What you have to do »
Every entry is to be written out word for word.

Study material »
*** Begin section ***
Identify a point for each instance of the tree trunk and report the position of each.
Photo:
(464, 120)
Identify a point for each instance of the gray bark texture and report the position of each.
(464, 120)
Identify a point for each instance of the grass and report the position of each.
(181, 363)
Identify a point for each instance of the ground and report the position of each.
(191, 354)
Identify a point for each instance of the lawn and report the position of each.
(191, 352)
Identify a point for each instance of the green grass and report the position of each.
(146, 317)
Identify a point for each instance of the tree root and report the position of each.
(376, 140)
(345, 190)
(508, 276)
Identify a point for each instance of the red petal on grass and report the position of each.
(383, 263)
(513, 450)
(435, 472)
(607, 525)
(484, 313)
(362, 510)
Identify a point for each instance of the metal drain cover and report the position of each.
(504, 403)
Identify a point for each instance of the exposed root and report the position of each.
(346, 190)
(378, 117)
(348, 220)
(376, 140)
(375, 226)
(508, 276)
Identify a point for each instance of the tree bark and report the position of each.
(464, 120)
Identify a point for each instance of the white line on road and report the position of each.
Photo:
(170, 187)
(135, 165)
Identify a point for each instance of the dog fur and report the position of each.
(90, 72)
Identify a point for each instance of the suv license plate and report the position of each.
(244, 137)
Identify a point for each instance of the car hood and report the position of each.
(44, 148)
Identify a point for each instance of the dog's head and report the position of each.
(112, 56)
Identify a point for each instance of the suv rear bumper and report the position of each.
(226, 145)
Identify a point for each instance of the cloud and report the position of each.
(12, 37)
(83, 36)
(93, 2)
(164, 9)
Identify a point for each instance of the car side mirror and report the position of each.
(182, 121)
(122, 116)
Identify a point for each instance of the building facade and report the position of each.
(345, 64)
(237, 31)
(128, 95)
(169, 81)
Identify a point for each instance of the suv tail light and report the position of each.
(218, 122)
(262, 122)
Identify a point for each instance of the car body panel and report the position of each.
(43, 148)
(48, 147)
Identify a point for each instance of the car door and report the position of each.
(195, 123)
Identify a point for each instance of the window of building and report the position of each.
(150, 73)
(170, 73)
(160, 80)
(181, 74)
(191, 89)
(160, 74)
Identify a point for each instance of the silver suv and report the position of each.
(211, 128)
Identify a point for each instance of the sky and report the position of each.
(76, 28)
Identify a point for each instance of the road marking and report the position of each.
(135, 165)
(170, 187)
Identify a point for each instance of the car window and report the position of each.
*** End section ***
Response »
Identify a point for each instance of the tree trunk and report the position of each.
Photo:
(464, 120)
Identify a point for each instance of the gray bark texture and report the position of each.
(464, 120)
Identify a point for each instance of the grass and report the position of each.
(181, 363)
Identify a point for each instance of the ground and report the position of each.
(191, 354)
Identify a point for each instance of the lawn and report the position of each.
(191, 352)
Identify a point for each instance of the green grass and report the position of each.
(146, 317)
Identify a point for each instance of the tree root and report the position of each.
(376, 140)
(345, 190)
(508, 276)
Identify a point for each instance of the red petal on grass and report the position of each.
(383, 263)
(513, 450)
(435, 472)
(607, 525)
(484, 313)
(362, 510)
Identify a point for each instance of the metal drain cover and report the position of each.
(504, 403)
Identify a point for each instance of the exposed root and report the position of each.
(346, 190)
(378, 117)
(348, 220)
(376, 140)
(375, 226)
(508, 276)
Identify a point for each instance of the tree bark and report the position of each.
(464, 120)
Identify a point for each instance of the white line on road and report the position of each.
Photo:
(170, 187)
(135, 165)
Identify a point for each instance of the dog fur and report the position of each.
(90, 72)
Identify a point for each instance of the suv license plate and report the position of each.
(244, 137)
Identify a point for each instance of the car hood and report the position of each.
(44, 148)
Identify a point for each instance of the dog's head and report the position of each.
(112, 56)
Identify a point for each instance of the suv rear bumper and report the position of each.
(226, 145)
Identify a point for each instance of the cloud and report the position of each.
(12, 37)
(83, 36)
(93, 2)
(164, 9)
Identify a point for each instance of the car side mirror and report the position of each.
(182, 121)
(122, 116)
Identify a point for each instance of the building facade and report the position of each.
(345, 64)
(237, 31)
(128, 95)
(169, 81)
Identify a point for each instance of the suv tail light and report the position of each.
(218, 122)
(262, 122)
Identify a point for each instance of the car body panel and report the position of each.
(43, 148)
(48, 147)
Identify a point for each instance of the car door and report the position of each.
(195, 123)
Identify a point for each instance of the window of building and report the position of each.
(150, 73)
(170, 73)
(160, 80)
(181, 74)
(191, 89)
(160, 74)
Identify a point for each instance of the silver suv and report the position of each.
(211, 128)
Identify a point for each instance of the sky and report the position of each.
(76, 28)
Identify a point for each instance of the road marking and report the position of each.
(135, 165)
(170, 187)
Identify a point for each instance of the car window and report the position of each.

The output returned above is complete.